→ EXTRACT PROVIDED
# Misting System Pump Source



## mindcrash (Mar 3, 2004)

I've been trying to think of a way to get a cheaper misting system built as i've already bought two of the Big Apple Herp systems. I don't want to dish out the dough for the Rainmaker and i don't want to build one using a garden sprayer. So i took a close look at the pumps that came with the Big Apple systems and saw a little "Flojet" logo. So i went to Flojet.com and found that they do indeed make these pumps. Check out this link:

http://www.flojet.com/prodInfoApp/s...ogId=Industrial&categoryId=FIESP&typeId=FISP4

That is the exact pump from the Big Apple system. I haven't called any of their distributor's to find a price for it, but my bet is that these will be a heckuva lot cheaper. All that would be needed would be an extension cord to wire onto the pump, tubing, nozzles, a timer (found the same ones at Home Depot for $20), and a reservoir.


----------



## Guest (Apr 23, 2004)

Can you post a picture of the timer you picked up at home depot? Thanks


----------



## mindcrash (Mar 3, 2004)

Here is the timer:


----------



## khoff (Feb 18, 2004)

There are several different brands of digital timers that most hardware store should carry, Timex, Intermatic, etc. They all work good with misting systems. I use the timex digital timer and it only cost my $15. Hope this helps.


----------



## Guest (Apr 23, 2004)

You will probably want a pump with more pressure than that. Some where around 200psi will power multiple misting heads whereas something like 50psi will only power a couple. The type of pump you want to research is called a piston pump, make sure its got plastic or stainless parts instead of brass or copper.


----------



## mindcrash (Mar 3, 2004)

This is the same pump that i have on the two misting systems i bought from Big Apple Herp. I know its only 55 psi, but they say it will power up to 20 nozzles. I was thinking it would be beneficial to get this pump directly from the source rather than buying it from another reseller (Big Apple) and paying that much more.


----------



## kyle1745 (Feb 15, 2004)

So how much is this pump?


----------



## mindcrash (Mar 3, 2004)

Don't know yet, called my local distributor but the person that coule help me had already left for the weekend. I'll call again on monday.


----------



## khoff (Feb 18, 2004)

The rainmaker jr systems are only 45 or 50 psi pumps and are rated up to twenty tanks also. You wouldn't need anything more than that.


----------



## Homer (Feb 15, 2004)

I've been down that road, Mindcrash. I'm hopeful that you get a better answer than I did. If you get better news than I did, we'll celebrate here. :lol: You have to buy in some serious numbers (like lots of 100) to get a price break to make it any cheaper than what Big Apple Herp is selling the systems for. 

I did put together a misting system cheaper than the Big Apple herp system, but it will only reliably power about 3 heads with any length on the hose and the motor is not supposed to be run for more than 1 minute. I've been using this one since January, and I was hoping to put together something for hobbyists to be able to buy for under $50 . . . but making the numbers work has been more difficult than I first thought. :evil: If you can get it done, YOU DA MAN!


----------



## Ryan (Feb 18, 2004)

→ DATA
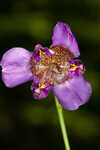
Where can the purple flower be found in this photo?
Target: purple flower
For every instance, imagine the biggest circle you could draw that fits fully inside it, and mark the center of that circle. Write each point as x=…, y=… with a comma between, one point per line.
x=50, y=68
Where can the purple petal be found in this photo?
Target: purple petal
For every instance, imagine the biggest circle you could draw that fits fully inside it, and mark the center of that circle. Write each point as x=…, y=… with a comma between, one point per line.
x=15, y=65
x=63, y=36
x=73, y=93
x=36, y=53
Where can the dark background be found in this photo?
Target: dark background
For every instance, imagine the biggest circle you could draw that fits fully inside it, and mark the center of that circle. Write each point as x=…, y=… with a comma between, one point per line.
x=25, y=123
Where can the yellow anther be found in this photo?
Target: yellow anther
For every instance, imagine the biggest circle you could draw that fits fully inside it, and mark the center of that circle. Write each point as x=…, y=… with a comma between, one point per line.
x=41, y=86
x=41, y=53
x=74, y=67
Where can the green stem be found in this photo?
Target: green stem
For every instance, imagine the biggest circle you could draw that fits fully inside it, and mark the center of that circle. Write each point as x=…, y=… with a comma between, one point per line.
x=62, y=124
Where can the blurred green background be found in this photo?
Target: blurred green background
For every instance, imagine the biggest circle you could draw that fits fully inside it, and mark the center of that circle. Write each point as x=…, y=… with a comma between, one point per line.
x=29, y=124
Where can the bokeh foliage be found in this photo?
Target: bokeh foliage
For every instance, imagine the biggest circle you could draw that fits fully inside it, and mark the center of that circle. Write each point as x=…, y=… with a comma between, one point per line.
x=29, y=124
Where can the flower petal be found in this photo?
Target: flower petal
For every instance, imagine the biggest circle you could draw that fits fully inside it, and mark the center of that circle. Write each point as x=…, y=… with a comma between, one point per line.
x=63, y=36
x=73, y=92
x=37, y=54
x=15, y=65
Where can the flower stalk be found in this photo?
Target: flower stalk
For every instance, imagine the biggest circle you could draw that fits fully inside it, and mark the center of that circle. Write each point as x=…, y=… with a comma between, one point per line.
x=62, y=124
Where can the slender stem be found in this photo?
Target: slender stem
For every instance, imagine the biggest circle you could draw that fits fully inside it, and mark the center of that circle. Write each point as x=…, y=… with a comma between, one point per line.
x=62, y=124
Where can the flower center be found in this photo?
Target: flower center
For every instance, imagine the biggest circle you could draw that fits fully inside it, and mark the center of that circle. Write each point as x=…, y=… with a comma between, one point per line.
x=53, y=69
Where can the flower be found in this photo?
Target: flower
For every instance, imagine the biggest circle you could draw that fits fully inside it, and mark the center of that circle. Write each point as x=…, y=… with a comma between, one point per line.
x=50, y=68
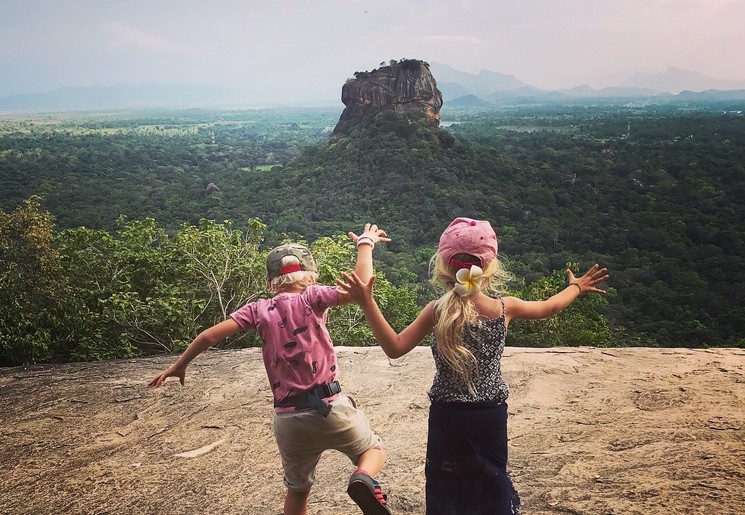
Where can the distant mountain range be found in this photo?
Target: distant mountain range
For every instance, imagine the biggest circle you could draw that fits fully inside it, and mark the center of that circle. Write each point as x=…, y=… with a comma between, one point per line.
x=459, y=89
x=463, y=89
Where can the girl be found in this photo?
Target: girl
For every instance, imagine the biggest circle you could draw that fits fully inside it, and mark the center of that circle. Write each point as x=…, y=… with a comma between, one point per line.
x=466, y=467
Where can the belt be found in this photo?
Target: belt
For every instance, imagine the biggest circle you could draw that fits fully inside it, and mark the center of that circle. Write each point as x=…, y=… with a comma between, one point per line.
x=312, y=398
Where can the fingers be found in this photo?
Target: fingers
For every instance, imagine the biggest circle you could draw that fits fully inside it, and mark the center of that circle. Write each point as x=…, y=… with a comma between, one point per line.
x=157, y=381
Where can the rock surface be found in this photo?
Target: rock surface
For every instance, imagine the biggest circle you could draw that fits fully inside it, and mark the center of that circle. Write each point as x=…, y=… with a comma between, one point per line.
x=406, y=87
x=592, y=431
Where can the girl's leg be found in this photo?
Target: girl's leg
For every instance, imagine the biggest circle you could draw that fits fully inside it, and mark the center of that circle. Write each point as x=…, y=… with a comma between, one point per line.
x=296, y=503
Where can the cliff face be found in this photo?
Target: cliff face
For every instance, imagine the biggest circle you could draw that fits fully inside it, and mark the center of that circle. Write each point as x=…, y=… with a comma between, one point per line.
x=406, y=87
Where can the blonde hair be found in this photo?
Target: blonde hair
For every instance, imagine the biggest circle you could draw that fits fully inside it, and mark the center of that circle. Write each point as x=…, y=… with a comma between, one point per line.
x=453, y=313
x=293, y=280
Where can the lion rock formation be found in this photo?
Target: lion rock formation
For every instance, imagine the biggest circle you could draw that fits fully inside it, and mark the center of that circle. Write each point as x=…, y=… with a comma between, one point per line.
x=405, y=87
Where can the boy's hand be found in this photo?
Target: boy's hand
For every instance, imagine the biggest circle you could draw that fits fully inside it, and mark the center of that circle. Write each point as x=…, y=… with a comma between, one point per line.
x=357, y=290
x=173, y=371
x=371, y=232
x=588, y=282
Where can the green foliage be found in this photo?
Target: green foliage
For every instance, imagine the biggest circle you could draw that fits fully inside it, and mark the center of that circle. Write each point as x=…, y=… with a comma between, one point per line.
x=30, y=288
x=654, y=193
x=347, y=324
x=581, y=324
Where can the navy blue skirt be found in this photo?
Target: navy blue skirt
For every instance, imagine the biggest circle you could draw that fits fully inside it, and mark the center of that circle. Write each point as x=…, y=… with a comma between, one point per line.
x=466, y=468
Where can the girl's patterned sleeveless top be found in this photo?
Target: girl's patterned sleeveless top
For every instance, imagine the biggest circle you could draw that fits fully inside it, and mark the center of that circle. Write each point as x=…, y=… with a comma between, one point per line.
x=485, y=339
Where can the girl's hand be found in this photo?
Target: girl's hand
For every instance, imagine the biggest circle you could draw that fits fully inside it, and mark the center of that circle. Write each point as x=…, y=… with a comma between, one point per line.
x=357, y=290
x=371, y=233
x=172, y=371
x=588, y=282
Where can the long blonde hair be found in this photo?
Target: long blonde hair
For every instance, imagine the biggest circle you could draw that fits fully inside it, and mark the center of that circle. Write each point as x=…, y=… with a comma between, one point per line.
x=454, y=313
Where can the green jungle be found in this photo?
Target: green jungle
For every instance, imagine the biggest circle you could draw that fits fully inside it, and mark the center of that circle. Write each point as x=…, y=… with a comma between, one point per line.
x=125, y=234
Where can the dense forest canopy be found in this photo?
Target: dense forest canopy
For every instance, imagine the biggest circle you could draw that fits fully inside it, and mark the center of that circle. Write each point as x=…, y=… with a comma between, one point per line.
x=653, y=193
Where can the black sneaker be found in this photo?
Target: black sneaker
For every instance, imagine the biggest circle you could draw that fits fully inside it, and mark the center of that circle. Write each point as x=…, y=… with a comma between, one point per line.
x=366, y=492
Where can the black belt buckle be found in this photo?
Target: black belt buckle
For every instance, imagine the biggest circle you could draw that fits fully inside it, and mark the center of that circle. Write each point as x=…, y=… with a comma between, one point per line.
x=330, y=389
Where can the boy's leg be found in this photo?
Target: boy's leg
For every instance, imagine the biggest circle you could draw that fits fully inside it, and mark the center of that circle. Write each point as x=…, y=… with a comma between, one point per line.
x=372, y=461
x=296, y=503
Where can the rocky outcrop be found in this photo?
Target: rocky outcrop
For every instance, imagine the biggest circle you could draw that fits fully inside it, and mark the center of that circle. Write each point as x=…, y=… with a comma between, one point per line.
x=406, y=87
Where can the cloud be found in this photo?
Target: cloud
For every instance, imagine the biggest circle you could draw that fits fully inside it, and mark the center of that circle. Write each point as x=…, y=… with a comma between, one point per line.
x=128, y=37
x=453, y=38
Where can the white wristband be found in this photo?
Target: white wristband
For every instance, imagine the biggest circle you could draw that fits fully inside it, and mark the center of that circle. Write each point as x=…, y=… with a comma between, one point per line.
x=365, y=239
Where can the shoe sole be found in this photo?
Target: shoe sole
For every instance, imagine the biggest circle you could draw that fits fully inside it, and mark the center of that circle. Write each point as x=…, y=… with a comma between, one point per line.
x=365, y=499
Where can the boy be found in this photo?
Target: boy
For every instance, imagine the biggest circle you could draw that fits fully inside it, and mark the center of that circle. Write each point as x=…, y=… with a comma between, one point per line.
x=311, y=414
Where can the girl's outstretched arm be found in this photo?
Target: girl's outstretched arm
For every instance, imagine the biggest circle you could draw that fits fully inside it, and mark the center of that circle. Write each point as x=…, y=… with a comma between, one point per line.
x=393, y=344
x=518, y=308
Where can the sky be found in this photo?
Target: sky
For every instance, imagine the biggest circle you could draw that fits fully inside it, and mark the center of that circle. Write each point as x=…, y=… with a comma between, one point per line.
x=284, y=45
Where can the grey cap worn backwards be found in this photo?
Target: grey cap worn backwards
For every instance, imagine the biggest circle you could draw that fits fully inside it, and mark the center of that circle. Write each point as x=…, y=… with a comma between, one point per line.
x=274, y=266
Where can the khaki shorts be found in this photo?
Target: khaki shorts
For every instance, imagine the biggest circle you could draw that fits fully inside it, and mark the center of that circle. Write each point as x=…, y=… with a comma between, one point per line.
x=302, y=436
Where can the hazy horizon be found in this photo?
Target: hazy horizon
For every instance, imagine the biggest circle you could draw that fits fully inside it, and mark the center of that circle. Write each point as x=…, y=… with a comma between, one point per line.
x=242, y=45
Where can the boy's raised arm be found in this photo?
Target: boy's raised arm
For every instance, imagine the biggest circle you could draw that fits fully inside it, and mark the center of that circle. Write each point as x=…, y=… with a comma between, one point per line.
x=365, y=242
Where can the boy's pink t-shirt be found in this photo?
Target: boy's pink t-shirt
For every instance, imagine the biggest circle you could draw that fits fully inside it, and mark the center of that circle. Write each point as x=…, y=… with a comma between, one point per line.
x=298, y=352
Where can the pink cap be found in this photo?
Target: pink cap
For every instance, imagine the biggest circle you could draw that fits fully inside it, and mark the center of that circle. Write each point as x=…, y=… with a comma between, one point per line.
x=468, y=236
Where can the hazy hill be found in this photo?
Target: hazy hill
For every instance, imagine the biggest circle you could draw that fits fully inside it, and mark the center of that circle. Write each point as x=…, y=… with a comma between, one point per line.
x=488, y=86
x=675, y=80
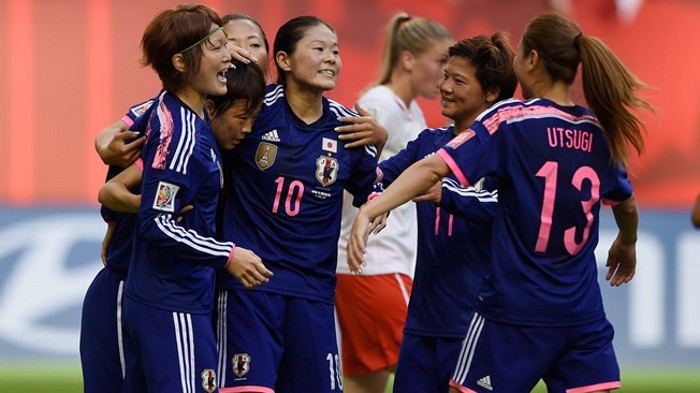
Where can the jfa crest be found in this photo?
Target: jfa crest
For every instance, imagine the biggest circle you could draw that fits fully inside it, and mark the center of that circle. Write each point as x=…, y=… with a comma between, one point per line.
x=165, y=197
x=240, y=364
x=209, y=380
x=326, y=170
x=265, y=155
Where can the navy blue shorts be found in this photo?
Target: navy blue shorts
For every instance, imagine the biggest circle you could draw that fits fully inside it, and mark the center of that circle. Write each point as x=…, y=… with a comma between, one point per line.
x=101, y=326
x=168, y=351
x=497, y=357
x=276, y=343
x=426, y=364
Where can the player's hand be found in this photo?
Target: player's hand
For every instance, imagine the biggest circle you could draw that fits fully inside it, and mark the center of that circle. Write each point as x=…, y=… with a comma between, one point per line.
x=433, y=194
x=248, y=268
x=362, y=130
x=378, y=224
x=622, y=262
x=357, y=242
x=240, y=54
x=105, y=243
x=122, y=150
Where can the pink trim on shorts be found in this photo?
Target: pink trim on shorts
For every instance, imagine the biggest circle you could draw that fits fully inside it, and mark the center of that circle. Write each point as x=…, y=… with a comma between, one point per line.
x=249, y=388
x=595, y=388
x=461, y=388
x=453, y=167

→ WORK TO COMPLETE
• a. In the misting pump thread, what pressure does mindcrash give for the Flojet pump from the Big Apple Herp systems?
• b. Carry the misting pump thread on from where it stops.
The records play no part in what is asked here.

→ TASK ANSWERS
• a. 55 psi.

• b.
So what happened to the windshield washer fluid pumps people were talking about? Were they not strong enough?

Thanks
Ryan


----------



## JJuchems (Feb 16, 2004)

Hey Mindcrash,
Did you find out about the pumps?
Later and Happy Frogging,
Jason Juchems


----------



## mindcrash (Mar 3, 2004)

It was a busy day at work today. I'll make sure i call them tomorrow.

Sorry about that.


----------



## mindcrash (Mar 3, 2004)

Ok, just got off the phone with the supplier. She told me the pumps are $37.30 apiece and there is no minimum order. Add another $20 or so for a digital timer and the cost of a bucket, hose, and nozzles, and it should be significantly cheaper then the commercial systems.

If anyone is interested I can order some pumps for a group buy.

PM me if your interested.


----------



## JJuchems (Feb 16, 2004)

I am intersted. Give me a PM.
Later and Happy Frogging,
Jason Juchems


----------



## Guest (Apr 27, 2004)

Wow that's an amazing price. Makes me feel stupid for buying the vivaria misting kit for $120. At that price you could buy a bunch and sell them for 50 bucks through here and still be doing us all a valuable service.

Nice work!


----------



## mindcrash (Mar 3, 2004)

Ok, it will be easiest to just give everyone the info. 

Here is the pump info:
Flojet Solenoid Pump ($37.30 from my local distributor)
OSC Pump HF 115V VT 25PK
Part #: ET508-324

To find your local distributor, go to http://www.flojet.com and click the Distributor Locator at the bottom of the page. Fill out your info, and in the last box named "market" select industrial, as this product is in their industrial line.

Hope this can save everyone a buck or two.


----------



## Guest (Apr 28, 2004)

Crash - 

I cant get to that page at all. The link works for you?


----------



## tkavan01 (Mar 17, 2004)

alright so browsing through flojet's site and i'm curious, what does it mean when it says "runs dry for short periods"?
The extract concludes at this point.